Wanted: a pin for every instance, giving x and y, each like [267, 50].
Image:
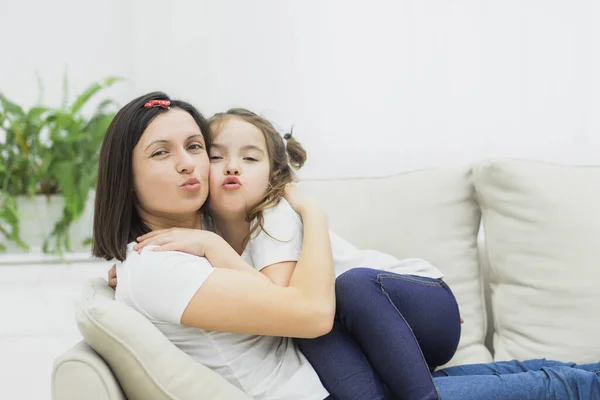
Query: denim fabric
[520, 380]
[390, 331]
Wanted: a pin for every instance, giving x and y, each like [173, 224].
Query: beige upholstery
[542, 228]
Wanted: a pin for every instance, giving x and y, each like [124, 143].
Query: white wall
[90, 40]
[384, 86]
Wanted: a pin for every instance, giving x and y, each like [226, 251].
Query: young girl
[416, 326]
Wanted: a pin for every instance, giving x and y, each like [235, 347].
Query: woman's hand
[191, 241]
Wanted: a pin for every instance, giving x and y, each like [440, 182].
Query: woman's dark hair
[116, 220]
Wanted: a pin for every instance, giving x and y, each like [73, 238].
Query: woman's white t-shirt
[161, 284]
[281, 240]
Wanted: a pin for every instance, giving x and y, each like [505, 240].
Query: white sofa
[532, 290]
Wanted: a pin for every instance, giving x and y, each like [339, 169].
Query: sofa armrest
[80, 373]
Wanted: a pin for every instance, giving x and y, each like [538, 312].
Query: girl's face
[170, 167]
[239, 168]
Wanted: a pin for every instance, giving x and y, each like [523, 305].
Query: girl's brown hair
[286, 154]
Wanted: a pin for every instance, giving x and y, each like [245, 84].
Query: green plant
[50, 151]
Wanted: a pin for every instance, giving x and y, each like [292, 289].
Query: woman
[387, 309]
[153, 175]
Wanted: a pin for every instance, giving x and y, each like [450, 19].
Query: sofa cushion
[542, 228]
[429, 214]
[146, 364]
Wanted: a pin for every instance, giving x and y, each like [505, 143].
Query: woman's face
[239, 168]
[170, 167]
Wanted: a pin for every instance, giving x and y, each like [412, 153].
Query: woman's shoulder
[160, 284]
[149, 258]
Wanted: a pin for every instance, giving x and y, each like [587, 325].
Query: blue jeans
[513, 380]
[390, 332]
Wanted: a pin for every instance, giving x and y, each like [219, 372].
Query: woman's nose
[232, 171]
[232, 168]
[186, 164]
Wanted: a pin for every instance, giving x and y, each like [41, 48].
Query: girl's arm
[237, 302]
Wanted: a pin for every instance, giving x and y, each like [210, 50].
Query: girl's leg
[512, 367]
[548, 383]
[501, 367]
[389, 316]
[342, 368]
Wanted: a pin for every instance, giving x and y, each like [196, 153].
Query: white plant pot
[39, 214]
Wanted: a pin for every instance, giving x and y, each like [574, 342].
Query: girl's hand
[112, 276]
[191, 241]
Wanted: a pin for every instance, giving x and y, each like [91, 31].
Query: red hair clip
[158, 103]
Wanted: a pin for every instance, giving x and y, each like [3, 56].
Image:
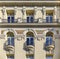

* Written problem: Update every one of the entries above by replacing "sofa" with "couch" wherever it occurs, leaving everything else unchanged. Omit the pictures from your answer.

* Answer to this problem:
Wanted: a pin for every instance, giving x and y, each like [267, 50].
Image:
Query: denim fabric
[520, 380]
[390, 331]
Wanted: a pin for every instance, giving x and y, each like [173, 224].
Query: beige upholstery
[542, 228]
Wanted: a pin for every instance, giving x and y, each like [124, 143].
Query: white wall
[90, 40]
[384, 86]
Wanted: a pin for every instance, giving x and y, each like [226, 251].
Query: young girl
[416, 326]
Wanted: a pin for every instance, giving x and y, each like [235, 347].
Query: woman's hand
[191, 241]
Wanted: a pin for every instance, giving x and y, each like [440, 182].
Query: woman's dark hair
[116, 220]
Wanted: a pin for every instance, giving x and y, each like [73, 238].
Query: woman's white t-shirt
[161, 284]
[281, 240]
Wanted: a pin for every instance, giving x and y, each like [505, 240].
Query: white couch
[532, 290]
Wanted: a pin for every instance, giving x and y, each like [339, 169].
Query: couch armrest
[80, 373]
Wanted: a pin for every instance, giving x and y, each like [538, 312].
Query: girl's face
[170, 167]
[239, 168]
Wanted: a pin for every instance, giving x and y, each like [523, 305].
Query: girl's brown hair
[286, 154]
Wanted: a pin for every instance, giving x and y, each like [245, 84].
Query: green plant
[50, 151]
Wanted: a pin for every instance, giving x and y, each like [292, 289].
Query: woman
[387, 309]
[153, 175]
Wanted: a pin for every instance, giving x and y, each like [450, 19].
Query: couch cushion
[542, 228]
[429, 214]
[146, 364]
Wanted: a pin for every instance, giving x and y, each like [505, 143].
Query: woman's face
[239, 168]
[170, 167]
Wanted: a pin for every instance, giving x and y, each like [412, 153].
Query: woman's shoulder
[160, 284]
[149, 258]
Wanted: a pin for every instance, giving x and y, each like [587, 325].
Query: blue jeans
[513, 380]
[390, 332]
Wanted: a pin for every instance, giving x and y, each like [219, 372].
Query: woman's nose
[232, 171]
[232, 168]
[186, 164]
Wanted: a pin for every instance, giving x and y, each like [41, 48].
Query: girl's arm
[237, 302]
Wanted: a pin for every instance, giving x and y, each like [210, 50].
Query: girl's leg
[512, 367]
[548, 383]
[501, 367]
[389, 316]
[342, 368]
Wanted: a pin for every instance, giving x and y, each like [196, 153].
Query: white plant pot
[39, 214]
Wanted: a pin for every instance, giving x and y, each like [574, 342].
Query: girl's hand
[112, 276]
[191, 241]
Wanted: a pin for every instance, giving x and y, each like [91, 31].
Query: red hair clip
[158, 103]
Wanted: a pin for every instance, giving x and y, each like [3, 56].
Image:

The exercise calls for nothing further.